* [Exercise details] Please give the number of lines that hold the string "pine" in the listing, without any other words.

* [Listed entries]
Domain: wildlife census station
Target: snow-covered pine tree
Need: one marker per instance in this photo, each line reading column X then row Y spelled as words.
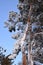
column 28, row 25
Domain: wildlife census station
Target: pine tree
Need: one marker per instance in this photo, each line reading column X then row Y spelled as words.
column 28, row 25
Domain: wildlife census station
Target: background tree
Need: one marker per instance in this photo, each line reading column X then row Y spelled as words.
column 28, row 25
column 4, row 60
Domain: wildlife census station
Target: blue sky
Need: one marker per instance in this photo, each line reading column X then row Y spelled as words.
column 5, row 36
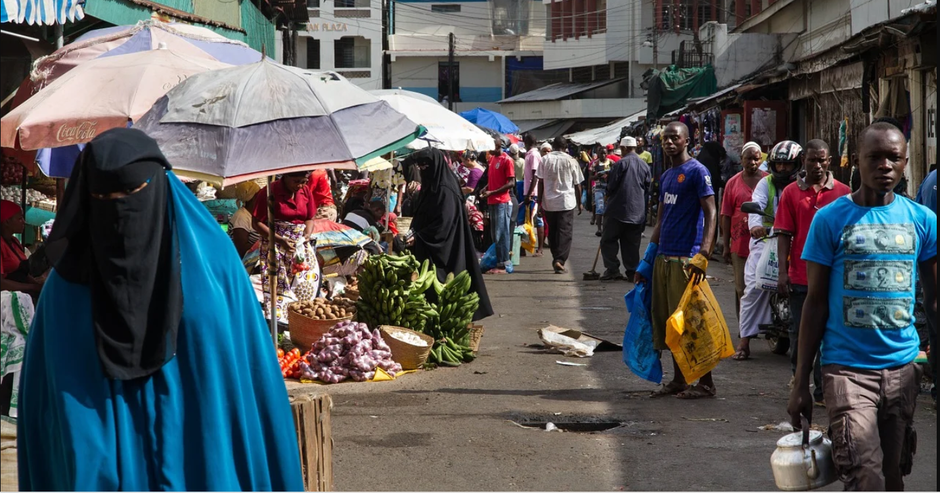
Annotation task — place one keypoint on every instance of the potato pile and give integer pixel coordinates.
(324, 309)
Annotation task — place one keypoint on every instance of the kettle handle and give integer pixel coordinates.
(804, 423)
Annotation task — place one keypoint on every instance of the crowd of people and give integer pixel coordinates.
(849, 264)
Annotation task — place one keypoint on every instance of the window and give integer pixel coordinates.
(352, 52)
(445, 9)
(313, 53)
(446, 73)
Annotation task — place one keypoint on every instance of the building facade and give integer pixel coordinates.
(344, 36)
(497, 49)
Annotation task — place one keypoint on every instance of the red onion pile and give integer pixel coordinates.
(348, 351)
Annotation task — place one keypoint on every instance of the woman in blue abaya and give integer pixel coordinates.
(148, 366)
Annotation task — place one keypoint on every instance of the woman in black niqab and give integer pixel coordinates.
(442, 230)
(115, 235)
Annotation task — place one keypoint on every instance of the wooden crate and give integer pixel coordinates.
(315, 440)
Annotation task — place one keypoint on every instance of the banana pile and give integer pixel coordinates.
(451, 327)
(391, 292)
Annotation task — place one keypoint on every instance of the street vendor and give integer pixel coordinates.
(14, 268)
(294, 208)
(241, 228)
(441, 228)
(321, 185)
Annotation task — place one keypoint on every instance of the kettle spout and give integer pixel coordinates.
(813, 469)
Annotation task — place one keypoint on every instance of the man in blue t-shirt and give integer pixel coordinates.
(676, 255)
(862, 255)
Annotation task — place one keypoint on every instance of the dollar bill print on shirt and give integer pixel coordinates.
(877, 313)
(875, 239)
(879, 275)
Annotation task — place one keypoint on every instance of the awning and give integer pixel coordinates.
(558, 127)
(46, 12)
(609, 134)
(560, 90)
---
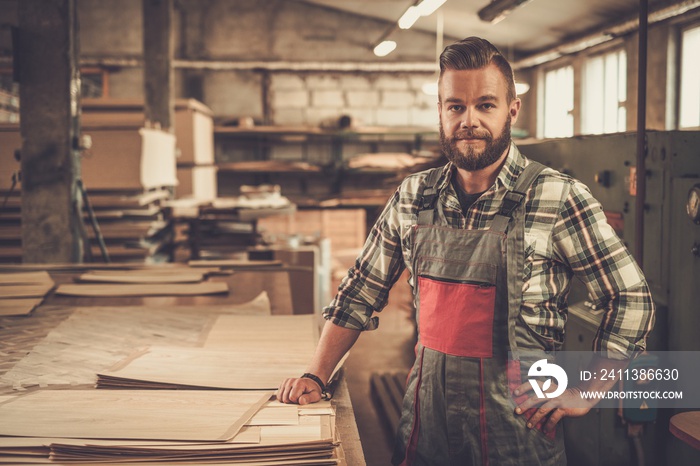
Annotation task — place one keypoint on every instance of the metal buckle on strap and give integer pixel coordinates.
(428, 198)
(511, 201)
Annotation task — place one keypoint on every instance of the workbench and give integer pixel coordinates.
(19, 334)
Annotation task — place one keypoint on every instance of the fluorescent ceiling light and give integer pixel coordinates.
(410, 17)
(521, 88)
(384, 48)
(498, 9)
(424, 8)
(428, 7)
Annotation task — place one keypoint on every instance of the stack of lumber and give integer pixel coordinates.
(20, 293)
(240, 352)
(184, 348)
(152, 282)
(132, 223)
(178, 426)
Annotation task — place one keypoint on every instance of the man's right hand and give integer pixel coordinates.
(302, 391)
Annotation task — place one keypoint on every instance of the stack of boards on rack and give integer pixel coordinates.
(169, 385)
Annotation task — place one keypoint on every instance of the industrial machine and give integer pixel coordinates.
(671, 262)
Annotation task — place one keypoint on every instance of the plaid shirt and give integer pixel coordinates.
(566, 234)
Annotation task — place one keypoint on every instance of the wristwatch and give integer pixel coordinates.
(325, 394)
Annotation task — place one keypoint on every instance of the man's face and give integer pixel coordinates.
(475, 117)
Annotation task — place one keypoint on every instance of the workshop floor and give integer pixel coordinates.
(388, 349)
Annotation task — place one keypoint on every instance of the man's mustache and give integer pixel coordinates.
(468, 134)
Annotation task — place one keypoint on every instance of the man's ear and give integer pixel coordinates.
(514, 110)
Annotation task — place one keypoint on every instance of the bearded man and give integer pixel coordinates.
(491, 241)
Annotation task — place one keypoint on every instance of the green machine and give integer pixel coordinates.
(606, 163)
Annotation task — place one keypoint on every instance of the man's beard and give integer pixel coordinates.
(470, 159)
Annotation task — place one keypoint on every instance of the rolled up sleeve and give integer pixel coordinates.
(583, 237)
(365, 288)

* [Expected answer] 2